» Source document:

I'm not sure. Connecticut is derived from the Mohican language, so I would guess it has to do with that. 

And on a separate note - it bothers me when people from Asian countries feel like they have to use a Western name if they move here. I have no problem if someone chooses to do so because they want to, but it bothers me that some people feel like they have no choice. 

I know next to nothing about the many languages spoken throughout Asia, but I'm more than happy to at least try to learn someone's name and how to pronounce it.

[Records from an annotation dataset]
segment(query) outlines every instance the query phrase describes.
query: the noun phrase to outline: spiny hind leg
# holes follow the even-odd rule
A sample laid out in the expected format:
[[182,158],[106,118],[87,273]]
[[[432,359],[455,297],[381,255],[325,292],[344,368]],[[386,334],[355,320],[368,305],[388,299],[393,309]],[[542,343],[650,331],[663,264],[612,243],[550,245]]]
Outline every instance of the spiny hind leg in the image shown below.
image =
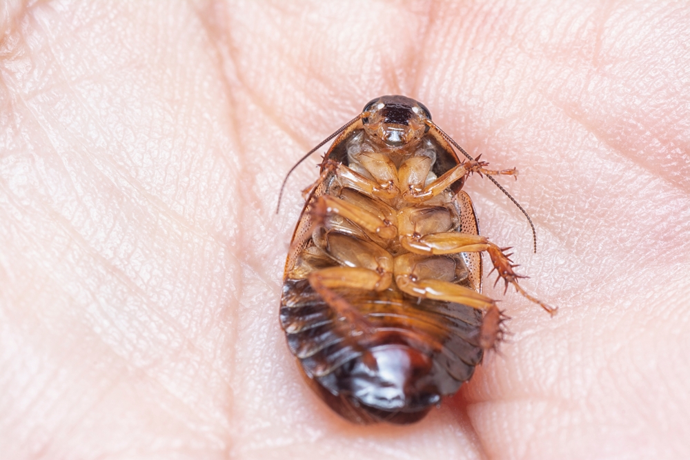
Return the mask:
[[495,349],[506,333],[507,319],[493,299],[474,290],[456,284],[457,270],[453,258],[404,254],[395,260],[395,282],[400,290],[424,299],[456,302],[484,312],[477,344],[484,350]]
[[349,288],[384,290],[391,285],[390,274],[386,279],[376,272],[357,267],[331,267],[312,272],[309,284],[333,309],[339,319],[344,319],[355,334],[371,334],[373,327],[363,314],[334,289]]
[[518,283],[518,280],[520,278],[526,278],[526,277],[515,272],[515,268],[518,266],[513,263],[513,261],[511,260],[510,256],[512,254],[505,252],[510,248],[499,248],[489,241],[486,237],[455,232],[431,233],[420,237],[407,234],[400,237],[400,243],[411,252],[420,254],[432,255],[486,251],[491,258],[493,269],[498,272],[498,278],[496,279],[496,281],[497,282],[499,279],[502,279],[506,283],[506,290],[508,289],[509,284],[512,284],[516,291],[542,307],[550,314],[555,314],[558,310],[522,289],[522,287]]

---

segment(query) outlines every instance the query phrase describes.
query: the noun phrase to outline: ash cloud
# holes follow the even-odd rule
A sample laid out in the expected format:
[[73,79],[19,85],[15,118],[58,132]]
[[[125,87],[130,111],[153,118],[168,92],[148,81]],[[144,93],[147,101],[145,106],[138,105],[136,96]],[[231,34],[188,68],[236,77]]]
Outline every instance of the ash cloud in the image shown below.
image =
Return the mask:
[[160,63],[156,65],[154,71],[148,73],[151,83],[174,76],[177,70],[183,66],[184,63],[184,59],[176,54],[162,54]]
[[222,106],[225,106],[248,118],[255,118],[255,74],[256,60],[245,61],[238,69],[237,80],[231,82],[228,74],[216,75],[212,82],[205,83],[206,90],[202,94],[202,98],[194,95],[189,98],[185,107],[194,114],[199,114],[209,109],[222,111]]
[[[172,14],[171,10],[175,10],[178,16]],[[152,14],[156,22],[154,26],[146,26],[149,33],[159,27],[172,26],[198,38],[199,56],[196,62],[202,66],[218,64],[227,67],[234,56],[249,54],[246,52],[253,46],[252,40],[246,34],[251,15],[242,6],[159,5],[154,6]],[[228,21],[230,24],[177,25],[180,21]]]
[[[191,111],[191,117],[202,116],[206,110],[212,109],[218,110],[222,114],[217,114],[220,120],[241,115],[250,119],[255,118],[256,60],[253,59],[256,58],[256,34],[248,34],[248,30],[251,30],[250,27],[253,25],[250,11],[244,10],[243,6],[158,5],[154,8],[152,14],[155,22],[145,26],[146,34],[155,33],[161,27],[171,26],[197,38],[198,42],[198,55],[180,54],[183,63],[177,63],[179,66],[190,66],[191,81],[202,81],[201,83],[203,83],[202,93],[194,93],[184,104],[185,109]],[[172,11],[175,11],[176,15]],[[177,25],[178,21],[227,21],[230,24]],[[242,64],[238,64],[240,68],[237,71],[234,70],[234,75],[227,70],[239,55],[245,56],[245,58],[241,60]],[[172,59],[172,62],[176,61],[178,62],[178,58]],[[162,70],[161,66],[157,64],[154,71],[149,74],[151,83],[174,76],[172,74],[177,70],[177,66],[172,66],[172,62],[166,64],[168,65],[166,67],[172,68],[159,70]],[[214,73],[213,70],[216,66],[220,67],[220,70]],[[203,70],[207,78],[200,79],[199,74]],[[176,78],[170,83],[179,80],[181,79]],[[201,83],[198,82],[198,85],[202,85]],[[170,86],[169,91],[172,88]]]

» Problems to solve:
**A)** In the comment about names, what language is the name Connecticut said to come from?
**B)** Revise the part of the comment about names that opens with "And on a separate" and closes with "to pronounce it.", putting "English" where "Western" stands.

» Task solutions:
**A)** The Mohican language.

**B)**
And on a separate note - it bothers me when people from Asian countries feel like they have to use a English name if they move here. I have no problem if someone chooses to do so because they want to, but it bothers me that some people feel like they have no choice. 

I know next to nothing about the many languages spoken throughout Asia, but I'm more than happy to at least try to learn someone's name and how to pronounce it.